At time of writing, 11,329 people have died “with/of” Coronavirus in our UK hospitals. A further 88,621 people have been diagnosed and tested positive with the Virus. Such has been the impact of the China virus that the Government has appealed to retired NHS staff to return to the frontline and tens of thousands of them have responded. So hospital staffing levels have never been greater.
One can only imagine the distressing sights that medical staff are having to deal with on those Covid wards. The physical and emotional toll on them must be colossal. They must surely come of their arduous shifts exhausted.
But the curious thing is that social media is full of medical and emergency staff doing synchronised dance routines.
I offer you just a few instances of this phenomenon.
When your lunch breaks can no longer be taken in the cafeteria, face time is not available but bootie dancing is safe. pic.twitter.com/ERd5Yz63l6
— TheNursesWithoutBorders (@nwob_org_Nurses) April 9, 2020
Emergency Workers 👍🏻👍🏻 pic.twitter.com/beAcRPxylQ
— London & UK Crime (@CrimeLdn) April 12, 2020
When this unusual behaviour is brought up for discussion, some people get very defensive and say that staff are simply letting off the unbelievable stress that they are all working under. This, of course, may be the case, but it then raises the question as to why staff in other non-Covid but Intensive Wards appear not to dance when they come off duty? Is there something unique about Covid wards and some Covid staff?

> **PROMPT A**
According to the article on Covid ward staff, how many people in UK hospitals had died "with/of" Coronavirus at the time of writing?
> **PROMPT B**
For each statement, say whether it agrees with the article on Covid ward staff, and quote the words that decide it.
(i) The Government asked retired NHS staff to return to the frontline.
(ii) The article says hospital staffing levels have fallen.
(iii) The article says staff on non-Covid intensive wards also dance when they come off duty.
> **PROMPT C**
Carry on the article on Covid ward staff, starting after its last sentence.

> **ENTRIES SUPPLIED**

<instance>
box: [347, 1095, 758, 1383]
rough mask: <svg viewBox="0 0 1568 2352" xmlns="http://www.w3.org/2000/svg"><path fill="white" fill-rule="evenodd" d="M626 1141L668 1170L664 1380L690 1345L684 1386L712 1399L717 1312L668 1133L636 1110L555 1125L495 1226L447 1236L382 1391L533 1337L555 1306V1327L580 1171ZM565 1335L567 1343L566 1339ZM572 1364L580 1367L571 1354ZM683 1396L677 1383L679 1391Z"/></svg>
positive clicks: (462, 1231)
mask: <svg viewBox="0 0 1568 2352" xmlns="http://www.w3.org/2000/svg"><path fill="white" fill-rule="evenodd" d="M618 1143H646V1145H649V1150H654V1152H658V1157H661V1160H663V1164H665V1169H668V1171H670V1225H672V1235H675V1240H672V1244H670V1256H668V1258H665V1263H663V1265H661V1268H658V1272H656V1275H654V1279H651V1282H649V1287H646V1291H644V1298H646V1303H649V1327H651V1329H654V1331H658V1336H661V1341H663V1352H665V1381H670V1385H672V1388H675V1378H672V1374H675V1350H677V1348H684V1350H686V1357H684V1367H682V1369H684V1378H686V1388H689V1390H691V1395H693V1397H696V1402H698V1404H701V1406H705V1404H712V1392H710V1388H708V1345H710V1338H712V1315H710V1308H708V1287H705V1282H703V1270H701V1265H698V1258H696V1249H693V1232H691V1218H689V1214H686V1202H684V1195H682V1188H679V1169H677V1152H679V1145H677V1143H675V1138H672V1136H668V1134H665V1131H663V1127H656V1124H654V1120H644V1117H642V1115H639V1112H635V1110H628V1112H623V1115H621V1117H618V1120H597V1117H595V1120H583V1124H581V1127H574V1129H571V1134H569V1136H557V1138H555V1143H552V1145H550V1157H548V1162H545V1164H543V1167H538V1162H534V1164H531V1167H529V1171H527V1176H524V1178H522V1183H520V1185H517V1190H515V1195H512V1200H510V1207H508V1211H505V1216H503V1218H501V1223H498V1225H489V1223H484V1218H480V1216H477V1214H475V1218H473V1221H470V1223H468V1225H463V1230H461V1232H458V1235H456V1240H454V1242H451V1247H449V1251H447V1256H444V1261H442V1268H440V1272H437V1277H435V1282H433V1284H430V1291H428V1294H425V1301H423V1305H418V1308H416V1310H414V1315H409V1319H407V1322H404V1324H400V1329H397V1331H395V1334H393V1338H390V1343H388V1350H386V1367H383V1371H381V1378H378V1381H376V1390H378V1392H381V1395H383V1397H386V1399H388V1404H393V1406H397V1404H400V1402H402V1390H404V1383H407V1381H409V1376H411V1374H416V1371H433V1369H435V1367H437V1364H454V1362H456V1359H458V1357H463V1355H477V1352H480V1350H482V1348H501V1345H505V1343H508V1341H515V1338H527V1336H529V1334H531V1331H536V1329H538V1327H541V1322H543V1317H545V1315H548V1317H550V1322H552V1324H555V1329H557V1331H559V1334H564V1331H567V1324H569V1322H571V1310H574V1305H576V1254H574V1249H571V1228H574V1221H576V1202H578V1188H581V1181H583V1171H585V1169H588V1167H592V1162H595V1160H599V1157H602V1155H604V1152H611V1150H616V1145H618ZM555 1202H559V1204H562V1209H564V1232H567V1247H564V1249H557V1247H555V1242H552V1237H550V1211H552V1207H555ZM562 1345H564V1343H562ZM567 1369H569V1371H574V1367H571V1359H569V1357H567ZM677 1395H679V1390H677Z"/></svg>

> **ANSWER SPACE A**
11,329 people.

> **ANSWER SPACE B**
(i) Yes: "the Government has appealed to retired NHS staff to return to the frontline"
(ii) No: "So hospital staffing levels have never been greater."
(iii) No: "why staff in other non-Covid but Intensive Wards appear not to dance when they come off duty?"

> **ANSWER SPACE C**
A lot of these little video clips indicate that some thought has been put into the construction of the dance routines, staff seem quite fresh faced, and there is little obvious visual evidence of the exhaustion that we are told that they all feel. It does seems counter intuitive to dance after dealing with death.
Don’t get me wrong. I respect all frontline staff in all areas of Healthcare. I fully understand that some have lost their lives to this Virus and that is a tragedy. But synchronised dance routines on Tiktok is something new in our Hospitals. Some people have suggested that staff may be bored as predicted numbers of patients have simply not appeared. Others insist that this is just normal pressure relief behaviour. But the great Covid19 pandemic of 2020 has created new behaviour and it is surely responsible to discuss it.